GIVEN PROBLEM: Copy the rows from the beginning through the line containing "26), (263, 69)]", replacing "outline" with "boundary" and leaving everything else unchanged. Omit the pictures.

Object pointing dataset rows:

※

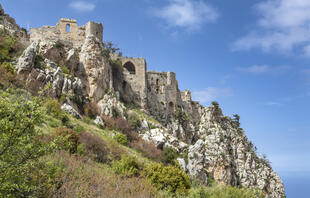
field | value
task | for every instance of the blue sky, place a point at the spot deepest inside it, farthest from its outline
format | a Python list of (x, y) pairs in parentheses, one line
[(251, 56)]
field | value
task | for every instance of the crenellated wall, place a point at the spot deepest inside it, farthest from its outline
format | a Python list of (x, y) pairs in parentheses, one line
[(69, 31)]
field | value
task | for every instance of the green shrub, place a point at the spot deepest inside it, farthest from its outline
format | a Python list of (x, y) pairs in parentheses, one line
[(95, 146), (224, 192), (59, 44), (53, 108), (78, 128), (169, 178), (65, 70), (66, 139), (63, 98), (121, 138), (127, 166), (20, 146), (170, 155), (134, 120), (8, 67), (39, 62)]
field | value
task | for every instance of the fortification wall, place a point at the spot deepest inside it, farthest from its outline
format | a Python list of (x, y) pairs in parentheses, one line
[(134, 80), (163, 94), (67, 30)]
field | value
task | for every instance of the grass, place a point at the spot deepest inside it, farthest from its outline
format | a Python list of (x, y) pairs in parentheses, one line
[(88, 171)]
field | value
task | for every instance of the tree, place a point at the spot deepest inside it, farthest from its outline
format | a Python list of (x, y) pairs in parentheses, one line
[(20, 146)]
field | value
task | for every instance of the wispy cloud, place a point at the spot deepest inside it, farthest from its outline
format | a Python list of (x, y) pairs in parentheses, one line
[(188, 14), (273, 103), (82, 6), (285, 100), (212, 94), (283, 26), (263, 69)]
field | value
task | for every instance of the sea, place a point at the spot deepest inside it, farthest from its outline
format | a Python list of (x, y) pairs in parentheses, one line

※

FULL SOLUTION:
field | value
task | for every instance of the blue sky, place a point at the spot deepest inside it, farthest from its boundary
format | a Python list of (x, y) pairs in parentheses, one line
[(251, 56)]
field | value
task | for every instance of the crenellated wall, place a point at the spot deepest inside it, farthest from its boundary
format | a Python list of (x, y) pairs in parentheses, one line
[(69, 31)]
field | value
task | for every instance of the green shrub, place a point at the spot deepest inside it, farthest from its boundary
format | a Python list of (x, y) pairs in parentheses, one line
[(95, 146), (224, 192), (59, 44), (53, 108), (78, 128), (169, 178), (65, 70), (66, 139), (63, 98), (121, 138), (127, 166), (20, 146), (170, 155), (134, 120), (8, 67), (39, 62)]
field | value
task | for every instance of the fortification wall, place a point at the spot deepest inside it, farthest from its boundary
format | a Python list of (x, y) pairs in parentheses, one line
[(134, 80), (163, 94), (67, 30)]
field | value
task | for every instance of the grass, place a point at the spot deepest inside it, farthest from its boundary
format | a Python list of (x, y) pairs in parentheses, one line
[(88, 171)]
field | value
task | for every instance of the tree, place a point at the spot deepest inside it, farthest from its boundary
format | a Python list of (x, y) pairs in parentheses, one line
[(20, 146)]
field | value
task | for every instance of the wispy cloud, place a point at the spot deepest inside it, farthest from its boundary
format | a Python list of (x, y) pairs in parentheses, one line
[(188, 14), (273, 103), (82, 6), (285, 100), (212, 94), (283, 26), (263, 69)]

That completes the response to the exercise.